(Saved data entries)
————

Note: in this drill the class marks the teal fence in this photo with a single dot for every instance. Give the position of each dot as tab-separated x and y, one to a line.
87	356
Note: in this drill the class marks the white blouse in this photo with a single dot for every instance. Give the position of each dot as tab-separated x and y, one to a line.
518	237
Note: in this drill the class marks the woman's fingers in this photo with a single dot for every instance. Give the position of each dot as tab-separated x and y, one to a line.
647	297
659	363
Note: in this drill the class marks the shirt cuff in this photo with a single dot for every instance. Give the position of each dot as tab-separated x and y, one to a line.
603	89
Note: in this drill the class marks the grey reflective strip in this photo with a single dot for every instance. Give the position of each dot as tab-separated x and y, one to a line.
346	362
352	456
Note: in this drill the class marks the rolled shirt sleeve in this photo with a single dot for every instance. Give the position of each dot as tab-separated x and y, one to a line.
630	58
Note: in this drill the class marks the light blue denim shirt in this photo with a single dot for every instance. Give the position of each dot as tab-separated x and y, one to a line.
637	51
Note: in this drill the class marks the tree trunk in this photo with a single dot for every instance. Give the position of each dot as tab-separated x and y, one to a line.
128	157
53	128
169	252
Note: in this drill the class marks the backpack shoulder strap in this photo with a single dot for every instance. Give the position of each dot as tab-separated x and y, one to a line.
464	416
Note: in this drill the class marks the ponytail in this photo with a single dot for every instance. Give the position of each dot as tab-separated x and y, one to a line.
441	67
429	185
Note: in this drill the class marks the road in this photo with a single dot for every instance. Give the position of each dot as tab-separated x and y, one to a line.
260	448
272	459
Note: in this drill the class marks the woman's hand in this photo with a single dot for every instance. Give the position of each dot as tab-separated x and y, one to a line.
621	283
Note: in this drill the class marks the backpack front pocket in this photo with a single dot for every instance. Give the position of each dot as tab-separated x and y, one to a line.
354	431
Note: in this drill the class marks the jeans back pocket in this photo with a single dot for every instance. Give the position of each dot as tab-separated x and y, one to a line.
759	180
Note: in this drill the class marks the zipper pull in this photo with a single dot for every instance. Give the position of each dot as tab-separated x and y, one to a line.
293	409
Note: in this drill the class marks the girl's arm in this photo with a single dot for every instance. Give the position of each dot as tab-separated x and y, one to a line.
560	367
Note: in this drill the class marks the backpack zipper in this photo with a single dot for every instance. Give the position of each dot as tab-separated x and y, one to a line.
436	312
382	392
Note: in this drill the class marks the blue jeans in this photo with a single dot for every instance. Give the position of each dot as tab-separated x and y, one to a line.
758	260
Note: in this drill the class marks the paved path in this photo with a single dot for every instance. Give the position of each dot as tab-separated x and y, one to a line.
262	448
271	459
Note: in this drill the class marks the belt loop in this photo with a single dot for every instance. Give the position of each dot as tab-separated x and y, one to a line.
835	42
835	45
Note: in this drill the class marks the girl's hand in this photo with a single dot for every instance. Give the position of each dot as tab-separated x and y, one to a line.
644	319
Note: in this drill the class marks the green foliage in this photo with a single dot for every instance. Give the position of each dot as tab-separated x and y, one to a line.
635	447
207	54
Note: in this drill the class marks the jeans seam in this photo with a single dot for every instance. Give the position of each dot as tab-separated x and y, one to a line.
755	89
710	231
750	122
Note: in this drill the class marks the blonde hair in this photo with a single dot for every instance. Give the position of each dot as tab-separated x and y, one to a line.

————

Give the lines from the one containing "Note: in this drill the class marks the green" through the end of the entries again, exactly as written and with no other lines.

#### [Answer to the problem]
Note: in this drill the class marks the green foliage in this photo with a single dot for every instance. Give the position of each dot as tab-separated x and y, one to a line.
635	447
207	54
Note: in this drill the class marks the jeans seam in this photo with a single dot for every instance. Give the position of each dot as tab-separated x and y, one to a line.
755	89
710	231
750	122
Note: in this drill the class marks the blonde hair in this photo with a single dot for every instance. Give the position of each dot as tab-separated x and y, one to a line.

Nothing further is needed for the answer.